--- start of Page excerpt ---

From: Tim Evans (tkevans@eplrx7.es.duPont.com)
Date: Thu Apr 08 1993 - 20:49:30 CDT


On Monday I wrote:

>A Sparc 1+ attempts to boot, but part way through the loading
>of vmunix (the spinning wheel appears, and the 'NNNNNN+XXXXX+
>YYYYY' shows), it crashes with a "watchdog reset: instruction
>access exception". There is a clearly visible "blip" to the
>workstation monitor just as this happens.
>
>This is after the memory self-test has (apparently)
>passed. However, after the failed boot, running 'test-memory'
>from the boot prom results in another watchdog reset and
>the error "memory address not aligned." There is, however,
>no reference to any slot number to indicate which SIMM might
>be bad.
>
>Powering off the system and restarting it, I can interrupt the
>startup self-test with L1-A and then run 'test-memory'
>from the boot prom, with no errors shown. Attempting
>to boot results in the same failure as above, after which
>'test-memory' again reports the alignment error.
>
>There are two questions: (1) is the boot error shown above
>an indication of a memory problem or something else? and
>(2) if this is an indication of a bad SIMM, how to identify
>it?
>
>And, of course, the real question is what to do now? Thanks.
>
First, thanks to all who responded (and to any others whose
responses come in after I send this):

adam%bwnmr4@harvard.harvard.edu (Adam Shostack)
Dale Houston <dhouston@bio.ri.ccf.org>
trdlnk!mike@uunet.UU.NET (Michael Sullivan)
PHIL_LORGAN@NYMCS.Prime.COM
root@cas.ds.boeing.com (Operator)
Ted Walsky <walsky@asel.udel.edu>
davis@ee.udel.edu
eeikhey@eeiua.ericsson.se (Kevin Heagney)
Gary Marazita (Melbourne Aust. Eng. ) <GAM.GARY@MELPN1.Prime.COM>

Several people suggested that this might not be a memory problem at
all, but rather a corrupted kernel. While this turned out not to be
the case here, the suggestion to boot another kernel (some
suggest the miniroot from CD-ROM or tape) is a good one. This can
rule out the kernel as the problem.

--- end of Page excerpt ---
--- start of Entries ---

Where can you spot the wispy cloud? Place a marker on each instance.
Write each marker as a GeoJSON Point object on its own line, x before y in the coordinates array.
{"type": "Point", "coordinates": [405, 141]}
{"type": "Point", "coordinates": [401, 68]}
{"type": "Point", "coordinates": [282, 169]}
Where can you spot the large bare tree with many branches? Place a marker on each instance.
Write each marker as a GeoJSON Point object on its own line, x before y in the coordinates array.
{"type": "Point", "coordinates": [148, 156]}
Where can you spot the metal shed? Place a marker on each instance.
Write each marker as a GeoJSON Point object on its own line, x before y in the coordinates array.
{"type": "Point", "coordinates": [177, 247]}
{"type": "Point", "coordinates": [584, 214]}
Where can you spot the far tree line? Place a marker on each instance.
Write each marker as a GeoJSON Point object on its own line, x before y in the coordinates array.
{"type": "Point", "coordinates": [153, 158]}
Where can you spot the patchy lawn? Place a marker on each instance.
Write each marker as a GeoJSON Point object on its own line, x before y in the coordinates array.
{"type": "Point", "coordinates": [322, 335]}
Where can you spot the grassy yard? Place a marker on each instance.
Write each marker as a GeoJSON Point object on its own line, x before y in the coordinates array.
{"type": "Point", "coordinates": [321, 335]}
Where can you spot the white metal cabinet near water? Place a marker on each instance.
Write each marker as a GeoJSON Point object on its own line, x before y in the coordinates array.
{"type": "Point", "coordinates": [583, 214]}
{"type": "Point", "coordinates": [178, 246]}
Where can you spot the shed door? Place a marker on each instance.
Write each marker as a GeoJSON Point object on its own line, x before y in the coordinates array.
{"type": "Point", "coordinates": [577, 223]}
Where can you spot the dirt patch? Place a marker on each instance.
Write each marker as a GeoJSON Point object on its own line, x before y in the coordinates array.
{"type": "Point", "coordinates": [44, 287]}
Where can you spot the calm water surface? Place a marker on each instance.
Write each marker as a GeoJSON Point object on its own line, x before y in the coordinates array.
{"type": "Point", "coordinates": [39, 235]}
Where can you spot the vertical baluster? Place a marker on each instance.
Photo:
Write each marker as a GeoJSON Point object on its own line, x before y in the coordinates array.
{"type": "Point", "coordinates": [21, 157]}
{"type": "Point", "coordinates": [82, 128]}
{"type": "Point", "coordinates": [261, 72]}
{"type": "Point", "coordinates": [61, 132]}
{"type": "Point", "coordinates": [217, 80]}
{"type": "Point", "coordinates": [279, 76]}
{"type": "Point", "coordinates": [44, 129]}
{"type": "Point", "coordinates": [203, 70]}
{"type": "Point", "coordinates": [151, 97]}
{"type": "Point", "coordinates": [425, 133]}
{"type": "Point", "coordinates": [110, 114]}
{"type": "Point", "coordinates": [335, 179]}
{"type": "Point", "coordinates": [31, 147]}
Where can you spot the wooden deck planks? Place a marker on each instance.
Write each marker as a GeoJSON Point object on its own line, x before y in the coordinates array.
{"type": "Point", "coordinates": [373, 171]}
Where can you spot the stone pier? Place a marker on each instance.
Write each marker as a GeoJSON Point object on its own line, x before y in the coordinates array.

--- end of Entries ---

◆ **Task description**: Please rewrite the part of the Sparc boot failure post between "Dale Houston <dhouston@bio.ri.ccf.org>" and "eeikhey@eeiua.ericsson.se (Kevin Heagney)", inclusive, renaming "Operator" to "Administrator".

◆ **Answer to the exercise**:
Dale Houston <dhouston@bio.ri.ccf.org>
trdlnk!mike@uunet.UU.NET (Michael Sullivan)
PHIL_LORGAN@NYMCS.Prime.COM
root@cas.ds.boeing.com (Administrator)
Ted Walsky <walsky@asel.udel.edu>
davis@ee.udel.edu
eeikhey@eeiua.ericsson.se (Kevin Heagney)